> Task to carry out:
Beginning with the line that holds "each like (563,268).", set down each line of the data below through the very last, exactly as given, and nothing beyond that.

> Provided material:
.....
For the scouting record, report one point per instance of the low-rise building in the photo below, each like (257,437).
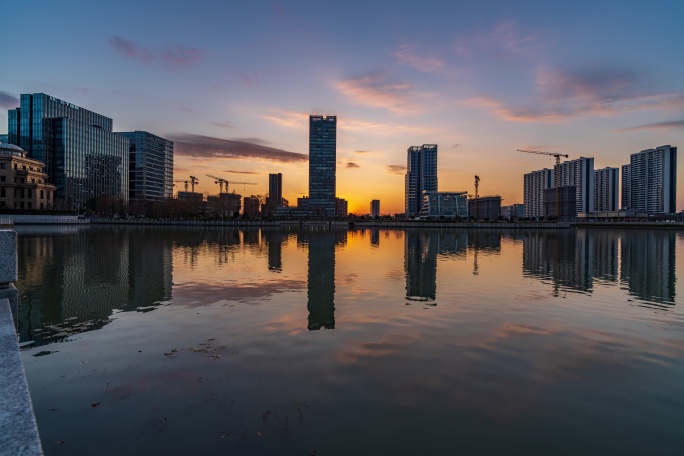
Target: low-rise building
(23,181)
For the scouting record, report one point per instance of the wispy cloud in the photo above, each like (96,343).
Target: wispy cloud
(396,169)
(235,171)
(596,91)
(407,55)
(658,126)
(505,40)
(378,91)
(225,124)
(199,146)
(171,58)
(8,101)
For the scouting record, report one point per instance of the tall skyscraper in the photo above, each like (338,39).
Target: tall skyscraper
(150,166)
(580,174)
(275,191)
(84,158)
(626,187)
(322,165)
(533,191)
(606,189)
(421,175)
(375,208)
(652,185)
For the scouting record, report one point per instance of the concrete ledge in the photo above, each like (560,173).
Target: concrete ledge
(18,430)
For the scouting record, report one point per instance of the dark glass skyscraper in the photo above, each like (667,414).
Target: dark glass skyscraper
(421,175)
(322,164)
(83,157)
(151,166)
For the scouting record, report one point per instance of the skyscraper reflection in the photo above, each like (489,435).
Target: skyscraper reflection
(648,264)
(321,275)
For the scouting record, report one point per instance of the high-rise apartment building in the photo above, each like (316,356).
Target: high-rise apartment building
(275,191)
(580,174)
(421,175)
(322,165)
(150,166)
(84,158)
(375,208)
(652,185)
(626,187)
(606,189)
(533,191)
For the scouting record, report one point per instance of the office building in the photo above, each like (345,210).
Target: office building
(23,181)
(150,166)
(606,189)
(421,176)
(485,207)
(275,192)
(579,173)
(652,185)
(83,157)
(322,165)
(445,205)
(375,208)
(533,193)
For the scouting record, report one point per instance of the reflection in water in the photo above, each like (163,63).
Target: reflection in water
(572,259)
(321,275)
(648,265)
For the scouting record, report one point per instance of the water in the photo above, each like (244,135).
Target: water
(211,341)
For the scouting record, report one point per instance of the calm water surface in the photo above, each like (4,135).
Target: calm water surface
(211,341)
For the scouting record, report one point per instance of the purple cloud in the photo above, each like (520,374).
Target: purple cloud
(180,56)
(563,94)
(396,169)
(8,101)
(172,58)
(199,146)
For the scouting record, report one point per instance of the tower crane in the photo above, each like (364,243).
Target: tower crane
(221,181)
(556,174)
(186,183)
(193,181)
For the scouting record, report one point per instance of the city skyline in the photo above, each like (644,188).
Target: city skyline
(232,86)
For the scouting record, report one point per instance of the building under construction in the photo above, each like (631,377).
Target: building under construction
(485,207)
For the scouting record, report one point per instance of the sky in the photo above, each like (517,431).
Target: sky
(233,83)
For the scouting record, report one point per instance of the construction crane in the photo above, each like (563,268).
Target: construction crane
(186,183)
(556,173)
(221,181)
(477,196)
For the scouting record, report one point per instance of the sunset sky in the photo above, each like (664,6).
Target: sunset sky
(233,83)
.....
> Solved exercise:
For the scouting record, report one point per instance of the construction crane in the photo above, each like (563,268).
Target: construction crane
(186,183)
(556,173)
(221,181)
(477,196)
For the scouting record, report one point per instance of the sunset sky in the photo above, each like (664,6).
Target: sunset sky
(233,83)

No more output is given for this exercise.